# [Your assignment]
From the listing below, reproduce word for word the part that opens with the line containing "query (the noun phrase to outline): waterfall" and closes with the line containing "Mark the region of every instance of the mossy"; reproduce nothing else.

# [Source records]

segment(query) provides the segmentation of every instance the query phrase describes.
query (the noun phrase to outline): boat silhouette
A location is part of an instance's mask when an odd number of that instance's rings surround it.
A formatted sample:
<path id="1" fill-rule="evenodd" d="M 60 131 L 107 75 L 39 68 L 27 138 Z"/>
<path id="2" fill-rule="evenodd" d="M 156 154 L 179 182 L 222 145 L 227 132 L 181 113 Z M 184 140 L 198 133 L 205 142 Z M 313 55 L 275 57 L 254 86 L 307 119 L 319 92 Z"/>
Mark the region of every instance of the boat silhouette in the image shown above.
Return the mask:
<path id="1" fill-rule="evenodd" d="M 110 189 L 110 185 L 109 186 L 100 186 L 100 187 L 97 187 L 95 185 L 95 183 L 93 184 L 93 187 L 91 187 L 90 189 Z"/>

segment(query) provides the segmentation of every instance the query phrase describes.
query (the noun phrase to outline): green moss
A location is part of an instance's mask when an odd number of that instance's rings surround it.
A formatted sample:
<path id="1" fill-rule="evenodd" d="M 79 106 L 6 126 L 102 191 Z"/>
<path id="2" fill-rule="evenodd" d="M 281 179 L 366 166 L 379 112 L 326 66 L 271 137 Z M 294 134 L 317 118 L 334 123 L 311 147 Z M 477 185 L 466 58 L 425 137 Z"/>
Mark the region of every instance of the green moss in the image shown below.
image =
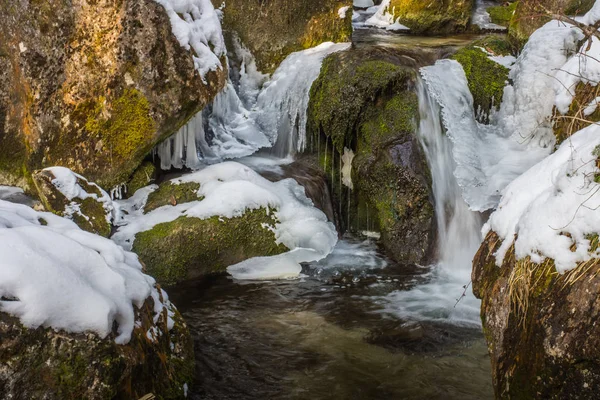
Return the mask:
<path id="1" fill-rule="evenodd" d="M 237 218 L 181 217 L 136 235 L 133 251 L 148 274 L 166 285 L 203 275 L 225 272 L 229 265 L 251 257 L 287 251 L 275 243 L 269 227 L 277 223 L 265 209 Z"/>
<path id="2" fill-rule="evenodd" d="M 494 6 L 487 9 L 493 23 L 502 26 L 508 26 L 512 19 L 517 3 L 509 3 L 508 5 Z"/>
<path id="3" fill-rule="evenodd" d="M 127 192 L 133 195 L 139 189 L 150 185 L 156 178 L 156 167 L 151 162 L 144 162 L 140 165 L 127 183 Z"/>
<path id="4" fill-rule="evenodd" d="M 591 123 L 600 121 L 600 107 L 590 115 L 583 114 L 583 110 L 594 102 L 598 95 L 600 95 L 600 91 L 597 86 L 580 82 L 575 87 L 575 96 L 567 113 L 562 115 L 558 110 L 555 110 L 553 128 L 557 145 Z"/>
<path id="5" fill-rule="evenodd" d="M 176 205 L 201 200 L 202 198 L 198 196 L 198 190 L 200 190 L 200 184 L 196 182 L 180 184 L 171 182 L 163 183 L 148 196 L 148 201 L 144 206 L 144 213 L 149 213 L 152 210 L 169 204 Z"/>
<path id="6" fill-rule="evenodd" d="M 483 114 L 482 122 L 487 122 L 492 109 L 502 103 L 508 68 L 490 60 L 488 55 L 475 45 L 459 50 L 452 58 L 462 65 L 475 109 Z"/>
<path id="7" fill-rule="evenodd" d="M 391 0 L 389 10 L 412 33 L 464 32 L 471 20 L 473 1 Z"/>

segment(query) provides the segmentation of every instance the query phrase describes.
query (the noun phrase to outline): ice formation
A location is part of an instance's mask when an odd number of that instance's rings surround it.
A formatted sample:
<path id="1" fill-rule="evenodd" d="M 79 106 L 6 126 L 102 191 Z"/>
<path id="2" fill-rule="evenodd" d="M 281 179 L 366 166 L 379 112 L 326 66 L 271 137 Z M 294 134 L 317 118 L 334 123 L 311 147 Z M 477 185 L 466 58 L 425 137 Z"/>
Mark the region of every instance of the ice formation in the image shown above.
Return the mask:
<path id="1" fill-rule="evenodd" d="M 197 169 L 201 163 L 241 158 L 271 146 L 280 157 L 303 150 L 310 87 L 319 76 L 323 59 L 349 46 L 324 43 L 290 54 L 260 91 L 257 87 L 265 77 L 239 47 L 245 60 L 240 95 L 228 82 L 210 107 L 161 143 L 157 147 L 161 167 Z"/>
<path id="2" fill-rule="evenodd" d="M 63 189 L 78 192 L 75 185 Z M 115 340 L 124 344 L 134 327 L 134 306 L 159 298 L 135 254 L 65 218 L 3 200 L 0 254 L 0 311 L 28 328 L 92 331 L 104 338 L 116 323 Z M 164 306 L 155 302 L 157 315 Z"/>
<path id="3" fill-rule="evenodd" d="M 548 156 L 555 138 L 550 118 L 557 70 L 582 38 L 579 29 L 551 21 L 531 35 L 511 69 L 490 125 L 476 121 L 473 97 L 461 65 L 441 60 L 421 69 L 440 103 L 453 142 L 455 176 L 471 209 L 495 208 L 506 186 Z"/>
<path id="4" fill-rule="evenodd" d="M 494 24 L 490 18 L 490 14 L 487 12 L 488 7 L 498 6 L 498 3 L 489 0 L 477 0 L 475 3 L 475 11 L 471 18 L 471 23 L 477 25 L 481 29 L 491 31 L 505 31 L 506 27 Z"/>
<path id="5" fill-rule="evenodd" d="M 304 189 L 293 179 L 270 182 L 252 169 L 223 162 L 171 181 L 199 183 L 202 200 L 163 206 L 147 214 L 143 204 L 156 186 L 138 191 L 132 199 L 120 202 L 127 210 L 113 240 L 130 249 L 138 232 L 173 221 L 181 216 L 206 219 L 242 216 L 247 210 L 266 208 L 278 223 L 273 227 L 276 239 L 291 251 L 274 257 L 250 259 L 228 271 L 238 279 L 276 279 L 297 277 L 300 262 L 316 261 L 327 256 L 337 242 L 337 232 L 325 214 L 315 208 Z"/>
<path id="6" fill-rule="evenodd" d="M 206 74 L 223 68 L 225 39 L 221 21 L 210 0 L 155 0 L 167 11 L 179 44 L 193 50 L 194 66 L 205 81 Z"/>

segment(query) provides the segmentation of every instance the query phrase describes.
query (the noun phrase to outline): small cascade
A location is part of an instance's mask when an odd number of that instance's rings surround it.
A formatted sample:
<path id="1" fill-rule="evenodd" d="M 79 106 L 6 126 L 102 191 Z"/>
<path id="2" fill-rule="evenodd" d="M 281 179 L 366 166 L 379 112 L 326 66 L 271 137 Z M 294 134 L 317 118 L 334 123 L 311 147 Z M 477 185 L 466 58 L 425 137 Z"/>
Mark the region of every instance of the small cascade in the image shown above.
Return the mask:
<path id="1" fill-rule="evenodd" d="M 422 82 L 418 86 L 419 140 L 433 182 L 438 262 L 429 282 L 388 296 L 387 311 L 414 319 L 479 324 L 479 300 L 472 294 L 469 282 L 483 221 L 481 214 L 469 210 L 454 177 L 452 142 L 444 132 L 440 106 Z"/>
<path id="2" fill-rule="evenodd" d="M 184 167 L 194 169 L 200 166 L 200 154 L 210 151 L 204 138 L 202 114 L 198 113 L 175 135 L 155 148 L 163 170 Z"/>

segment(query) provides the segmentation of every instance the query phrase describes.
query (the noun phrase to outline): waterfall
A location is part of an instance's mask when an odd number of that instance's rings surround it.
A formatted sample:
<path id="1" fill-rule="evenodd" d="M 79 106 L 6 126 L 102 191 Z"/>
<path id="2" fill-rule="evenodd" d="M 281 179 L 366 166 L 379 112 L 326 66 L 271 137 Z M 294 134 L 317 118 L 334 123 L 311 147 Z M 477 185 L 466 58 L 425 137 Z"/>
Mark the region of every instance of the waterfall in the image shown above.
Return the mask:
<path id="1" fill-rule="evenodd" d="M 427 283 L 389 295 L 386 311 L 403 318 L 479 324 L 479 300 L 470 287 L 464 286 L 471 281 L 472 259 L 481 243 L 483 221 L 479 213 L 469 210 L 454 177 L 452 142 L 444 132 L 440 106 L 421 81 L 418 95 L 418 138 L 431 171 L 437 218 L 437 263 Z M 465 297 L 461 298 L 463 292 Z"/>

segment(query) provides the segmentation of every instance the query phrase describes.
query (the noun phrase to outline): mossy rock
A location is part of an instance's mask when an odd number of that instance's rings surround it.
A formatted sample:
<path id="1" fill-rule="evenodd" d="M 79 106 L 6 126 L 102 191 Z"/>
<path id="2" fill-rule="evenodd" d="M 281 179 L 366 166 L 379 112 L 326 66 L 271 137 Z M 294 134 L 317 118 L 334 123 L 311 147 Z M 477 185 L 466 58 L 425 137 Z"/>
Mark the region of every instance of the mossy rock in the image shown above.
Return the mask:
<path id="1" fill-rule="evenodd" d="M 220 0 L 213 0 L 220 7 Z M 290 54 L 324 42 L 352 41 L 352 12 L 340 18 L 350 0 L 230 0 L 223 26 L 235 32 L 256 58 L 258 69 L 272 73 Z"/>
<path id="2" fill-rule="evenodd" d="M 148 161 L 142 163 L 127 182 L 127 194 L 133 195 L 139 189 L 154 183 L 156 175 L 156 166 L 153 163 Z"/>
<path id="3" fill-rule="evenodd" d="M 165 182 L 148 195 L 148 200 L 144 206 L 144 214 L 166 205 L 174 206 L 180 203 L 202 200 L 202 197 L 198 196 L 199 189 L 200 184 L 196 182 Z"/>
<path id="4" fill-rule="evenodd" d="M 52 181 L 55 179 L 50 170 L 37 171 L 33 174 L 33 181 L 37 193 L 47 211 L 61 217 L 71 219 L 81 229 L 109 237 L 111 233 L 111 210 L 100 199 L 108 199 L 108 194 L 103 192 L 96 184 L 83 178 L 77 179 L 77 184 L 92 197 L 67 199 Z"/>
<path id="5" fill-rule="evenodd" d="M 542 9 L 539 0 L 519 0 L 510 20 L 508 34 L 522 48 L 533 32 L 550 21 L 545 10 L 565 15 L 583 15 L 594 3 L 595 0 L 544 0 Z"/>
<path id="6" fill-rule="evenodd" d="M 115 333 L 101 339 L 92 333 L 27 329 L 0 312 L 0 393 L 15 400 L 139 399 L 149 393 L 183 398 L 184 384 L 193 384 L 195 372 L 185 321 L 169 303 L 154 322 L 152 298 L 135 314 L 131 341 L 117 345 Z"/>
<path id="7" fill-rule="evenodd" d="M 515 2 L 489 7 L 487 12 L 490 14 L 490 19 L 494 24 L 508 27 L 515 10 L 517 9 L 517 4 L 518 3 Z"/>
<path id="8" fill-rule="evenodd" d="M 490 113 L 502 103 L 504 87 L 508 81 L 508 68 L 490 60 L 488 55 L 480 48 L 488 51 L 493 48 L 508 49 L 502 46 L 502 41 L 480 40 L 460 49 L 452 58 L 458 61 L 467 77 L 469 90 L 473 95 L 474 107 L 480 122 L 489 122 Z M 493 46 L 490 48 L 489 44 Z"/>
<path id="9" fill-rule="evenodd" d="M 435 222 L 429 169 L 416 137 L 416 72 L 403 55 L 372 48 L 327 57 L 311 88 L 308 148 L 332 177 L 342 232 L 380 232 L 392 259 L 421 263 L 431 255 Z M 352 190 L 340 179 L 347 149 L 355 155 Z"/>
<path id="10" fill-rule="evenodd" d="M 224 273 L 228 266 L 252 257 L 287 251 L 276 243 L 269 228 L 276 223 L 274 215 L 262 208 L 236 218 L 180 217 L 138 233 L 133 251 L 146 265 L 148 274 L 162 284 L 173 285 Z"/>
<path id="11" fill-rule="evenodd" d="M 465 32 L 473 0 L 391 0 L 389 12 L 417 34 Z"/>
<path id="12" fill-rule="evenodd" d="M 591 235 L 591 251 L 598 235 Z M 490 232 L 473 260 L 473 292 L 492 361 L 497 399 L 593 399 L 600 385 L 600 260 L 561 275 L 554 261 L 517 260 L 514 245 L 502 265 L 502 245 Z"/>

# [Written solution]
query (the noun phrase to outline): waterfall
A location is part of an instance's mask when an odd number of that instance's rings surround it.
A formatted sample:
<path id="1" fill-rule="evenodd" d="M 79 106 L 6 126 L 102 191 Z"/>
<path id="2" fill-rule="evenodd" d="M 281 179 L 366 166 L 379 112 L 326 66 L 271 137 Z M 294 134 L 317 118 L 334 123 L 311 147 Z M 477 185 L 466 58 L 425 137 Z"/>
Mark the region of every instance of the waterfall in the image shown above.
Return the mask:
<path id="1" fill-rule="evenodd" d="M 427 283 L 389 295 L 386 311 L 403 318 L 479 324 L 479 300 L 470 287 L 464 286 L 471 281 L 472 259 L 481 243 L 483 221 L 479 213 L 469 210 L 454 177 L 452 142 L 444 132 L 440 106 L 421 81 L 418 95 L 418 138 L 431 171 L 437 218 L 437 263 Z M 465 297 L 461 298 L 463 292 Z"/>

segment(query) provides the segmentation of every instance the query phrase describes.
query (the noun phrase to outline): mossy rock
A location is part of an instance's mask when an odd number of that instance's rings surround it.
A formatted sample:
<path id="1" fill-rule="evenodd" d="M 79 106 L 6 126 L 102 191 Z"/>
<path id="2" fill-rule="evenodd" d="M 281 179 L 366 166 L 379 112 L 326 66 L 271 137 Z M 294 134 L 317 118 L 334 123 L 311 147 Z M 477 185 L 466 58 L 425 137 Z"/>
Mark the region of every instance of the mossy rock in the image shown above.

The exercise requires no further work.